** Start of Available records **

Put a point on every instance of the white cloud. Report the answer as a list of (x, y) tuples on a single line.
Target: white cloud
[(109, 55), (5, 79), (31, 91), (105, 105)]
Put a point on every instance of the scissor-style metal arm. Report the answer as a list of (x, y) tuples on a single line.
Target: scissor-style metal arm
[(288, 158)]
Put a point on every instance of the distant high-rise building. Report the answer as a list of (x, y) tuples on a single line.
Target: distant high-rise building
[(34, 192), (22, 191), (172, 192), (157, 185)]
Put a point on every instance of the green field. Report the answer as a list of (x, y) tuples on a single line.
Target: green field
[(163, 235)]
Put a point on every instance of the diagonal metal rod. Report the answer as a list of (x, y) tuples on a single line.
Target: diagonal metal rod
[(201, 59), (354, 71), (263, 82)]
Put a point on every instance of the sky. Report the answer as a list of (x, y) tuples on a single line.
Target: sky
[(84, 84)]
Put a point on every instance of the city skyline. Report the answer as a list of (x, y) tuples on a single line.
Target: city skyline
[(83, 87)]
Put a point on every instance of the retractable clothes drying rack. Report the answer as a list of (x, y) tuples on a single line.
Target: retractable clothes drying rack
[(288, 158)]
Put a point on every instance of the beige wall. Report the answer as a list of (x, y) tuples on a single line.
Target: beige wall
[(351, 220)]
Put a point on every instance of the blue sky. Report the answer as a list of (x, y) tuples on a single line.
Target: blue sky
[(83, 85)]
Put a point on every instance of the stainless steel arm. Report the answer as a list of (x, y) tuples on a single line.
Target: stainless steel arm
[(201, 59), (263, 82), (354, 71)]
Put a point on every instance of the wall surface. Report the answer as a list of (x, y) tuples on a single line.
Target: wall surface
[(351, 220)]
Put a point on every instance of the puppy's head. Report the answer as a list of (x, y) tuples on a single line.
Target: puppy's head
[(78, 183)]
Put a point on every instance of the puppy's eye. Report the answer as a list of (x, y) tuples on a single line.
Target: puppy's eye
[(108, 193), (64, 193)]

** End of Available records **

Task description: Switch "Put a point on" to "Mark" everywhere in the lines above, and write the lines out again with everything else left as it is.

Response to this task:
Mark every instance of the white cloud. Report the answer as a list of (x, y) tuples on a single line.
Target: white cloud
[(109, 55), (5, 79), (31, 91), (105, 105)]
Mark every instance of the scissor-style metal arm. Report the answer as a list of (x, y) tuples on a single line.
Target: scissor-style metal arm
[(288, 158)]
Mark every instance of the distant high-rise building. Report the answer as a list of (x, y) tuples on a single line.
Target: distant high-rise building
[(34, 192), (22, 191), (172, 192), (157, 185)]
Mark every instance of the green field. Report the answer as a list of (x, y) tuples on a single line.
Target: green field
[(163, 235)]
Mark every instance of the diagonal metal rod. Report the answer as a list of (x, y) tuples on a single line.
Target: diagonal metal rod
[(201, 59), (354, 71), (263, 82)]
Mark every instance of the sky. Report the answer as a list of (x, y) tuples on a single line.
Target: sky
[(84, 84)]
Mark every instance of the city skyline. Report the answer as a list of (x, y) tuples on a single line.
Target: city skyline
[(83, 87)]
Mark every instance of the retractable clothes drying rack. Report the answer as a list of (x, y) tuples on a single line.
Target: retractable clothes drying rack
[(288, 158)]
Mark every instance of the beige wall. Report the answer as a list of (x, y) tuples on a single line.
Target: beige wall
[(351, 220)]
Mark every instance of the blue sky. Report the answer as a list of (x, y) tuples on a single line.
Target: blue sky
[(83, 85)]
Mark every instance of the stainless steel arm. Report the answer as a list of (x, y) tuples on a single line.
Target: stainless steel arm
[(201, 59), (263, 82), (354, 71)]
Mark every instance of the wall surface. Report the answer as a list of (x, y) tuples on a single line.
Target: wall surface
[(351, 220)]
Mark every instance of the puppy's head. Report the answer as a list of (x, y) tuples on a single line.
Target: puppy's head
[(78, 183)]
Mark every instance of the puppy's eye. Report the answer as a list of (x, y) tuples on a single line.
Target: puppy's eye
[(108, 193), (64, 193)]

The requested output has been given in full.